Since 1983 • Cultural
Near the gardens of the Taj Mahal stands the important 16th-century Mughal monument known as the Red Fort of Agra. This powerful fortress of red sandstone encompasses, within its 2.5-km-long enclosure walls, the imperial city of the Mughal rulers. It comprises many fairy-tale palaces, such as the Jahangir Palace and the Khas Mahal, built by Shah Jahan; audience halls, such as the Diwan-i-Khas; and two very beautiful mosques.
The Red Fort and the Taj Mahal bear an exceptional and complementary testimony to a civilization which has disappeared, that of the Mogul Emperors. Agra's history goes back more than 2,500 years, but it was not until the reign of the Mughals that Agra became more than a provincial city. Humayun, son of the founder of the Mogul Empire, was offered jewellery and precious stones by the family of the Raja of Gwalior, one of them the famous Koh-i-Noor. The heyday of Agra came with the reign of Humayun's son, Akbar the Great. During his reign, the main part of the Agra Fort was built.
The Red Fort of Agra is a powerful fortress founded in 1565 by the Emperor Akbar (1556-1605) on the right bank of the Yamuna; it is placed today on the north-west extremity of the Shah Jahan Gardens which surround the Taj Mahal and clearly form, with them, a monumental unity.

Collected data entries:
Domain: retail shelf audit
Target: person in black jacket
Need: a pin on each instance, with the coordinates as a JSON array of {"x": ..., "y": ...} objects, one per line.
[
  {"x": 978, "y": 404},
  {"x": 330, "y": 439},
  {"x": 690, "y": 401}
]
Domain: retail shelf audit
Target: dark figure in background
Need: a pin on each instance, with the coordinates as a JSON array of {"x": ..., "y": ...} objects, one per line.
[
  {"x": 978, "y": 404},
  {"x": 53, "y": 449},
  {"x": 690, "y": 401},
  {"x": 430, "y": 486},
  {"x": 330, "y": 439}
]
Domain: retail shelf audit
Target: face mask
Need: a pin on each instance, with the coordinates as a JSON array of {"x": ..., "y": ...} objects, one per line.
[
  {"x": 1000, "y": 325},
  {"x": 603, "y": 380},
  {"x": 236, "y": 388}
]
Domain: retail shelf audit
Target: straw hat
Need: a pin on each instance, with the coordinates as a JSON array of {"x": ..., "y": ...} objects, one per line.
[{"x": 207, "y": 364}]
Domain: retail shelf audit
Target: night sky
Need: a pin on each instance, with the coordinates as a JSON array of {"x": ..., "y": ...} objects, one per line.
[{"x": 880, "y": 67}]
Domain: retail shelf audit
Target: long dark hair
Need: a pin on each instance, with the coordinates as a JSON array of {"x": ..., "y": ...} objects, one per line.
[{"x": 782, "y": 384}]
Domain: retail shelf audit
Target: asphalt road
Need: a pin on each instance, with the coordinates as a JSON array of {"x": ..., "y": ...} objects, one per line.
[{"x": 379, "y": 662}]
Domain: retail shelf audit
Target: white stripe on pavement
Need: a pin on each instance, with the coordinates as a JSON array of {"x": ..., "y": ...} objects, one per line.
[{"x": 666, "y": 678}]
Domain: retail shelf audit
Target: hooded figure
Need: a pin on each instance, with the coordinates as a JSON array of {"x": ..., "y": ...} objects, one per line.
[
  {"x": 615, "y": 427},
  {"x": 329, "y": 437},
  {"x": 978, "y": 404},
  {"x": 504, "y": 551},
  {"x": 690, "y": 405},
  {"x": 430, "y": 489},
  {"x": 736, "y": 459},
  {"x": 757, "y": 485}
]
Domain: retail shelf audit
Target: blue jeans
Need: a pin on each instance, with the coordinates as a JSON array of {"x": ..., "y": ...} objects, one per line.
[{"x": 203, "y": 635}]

**Your task**
Reproduce the entire description of the Red Fort of Agra above, word for word.

**Exercise output**
Since 1983 • Cultural
Near the gardens of the Taj Mahal stands the important 16th-century Mughal monument known as the Red Fort of Agra. This powerful fortress of red sandstone encompasses, within its 2.5-km-long enclosure walls, the imperial city of the Mughal rulers. It comprises many fairy-tale palaces, such as the Jahangir Palace and the Khas Mahal, built by Shah Jahan; audience halls, such as the Diwan-i-Khas; and two very beautiful mosques.
The Red Fort and the Taj Mahal bear an exceptional and complementary testimony to a civilization which has disappeared, that of the Mogul Emperors. Agra's history goes back more than 2,500 years, but it was not until the reign of the Mughals that Agra became more than a provincial city. Humayun, son of the founder of the Mogul Empire, was offered jewellery and precious stones by the family of the Raja of Gwalior, one of them the famous Koh-i-Noor. The heyday of Agra came with the reign of Humayun's son, Akbar the Great. During his reign, the main part of the Agra Fort was built.
The Red Fort of Agra is a powerful fortress founded in 1565 by the Emperor Akbar (1556-1605) on the right bank of the Yamuna; it is placed today on the north-west extremity of the Shah Jahan Gardens which surround the Taj Mahal and clearly form, with them, a monumental unity.